What you should do ->
Below are entries. Reproduce exactly the lines between the line holding "Query: black office chair" and the line holding "like [427, 447].", inclusive, and only those.

Records excerpted from a collection ->
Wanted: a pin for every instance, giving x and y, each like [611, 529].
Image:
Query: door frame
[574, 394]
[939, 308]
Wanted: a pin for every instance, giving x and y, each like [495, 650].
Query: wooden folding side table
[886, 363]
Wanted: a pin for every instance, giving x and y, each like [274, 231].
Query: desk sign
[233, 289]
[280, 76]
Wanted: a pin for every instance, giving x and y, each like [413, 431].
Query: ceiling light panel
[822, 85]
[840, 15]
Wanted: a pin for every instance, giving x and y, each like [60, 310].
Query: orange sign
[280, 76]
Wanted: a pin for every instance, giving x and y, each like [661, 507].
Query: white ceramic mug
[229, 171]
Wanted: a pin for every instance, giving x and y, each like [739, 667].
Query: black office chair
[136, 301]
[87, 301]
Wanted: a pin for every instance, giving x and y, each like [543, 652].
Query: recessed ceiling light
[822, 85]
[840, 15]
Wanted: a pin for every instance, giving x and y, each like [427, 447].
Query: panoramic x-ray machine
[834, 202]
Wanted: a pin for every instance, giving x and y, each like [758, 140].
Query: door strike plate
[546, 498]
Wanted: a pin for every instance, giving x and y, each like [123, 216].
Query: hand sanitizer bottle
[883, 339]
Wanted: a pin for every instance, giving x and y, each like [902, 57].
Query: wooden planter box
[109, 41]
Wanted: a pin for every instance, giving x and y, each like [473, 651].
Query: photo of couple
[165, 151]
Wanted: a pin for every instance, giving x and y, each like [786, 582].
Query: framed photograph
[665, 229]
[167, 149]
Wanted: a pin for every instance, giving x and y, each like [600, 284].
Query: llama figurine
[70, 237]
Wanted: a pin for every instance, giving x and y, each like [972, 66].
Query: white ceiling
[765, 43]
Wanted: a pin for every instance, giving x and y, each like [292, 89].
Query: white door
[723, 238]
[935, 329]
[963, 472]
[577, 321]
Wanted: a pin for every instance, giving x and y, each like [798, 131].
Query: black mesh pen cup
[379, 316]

Exercise solution ->
Query: black office chair
[136, 301]
[87, 301]
Wanted: a pin for every instance, giving x and y, each like [543, 652].
Query: recessed ceiling light
[822, 85]
[840, 15]
Wanted: a pin for every instance, giving x and y, each like [427, 447].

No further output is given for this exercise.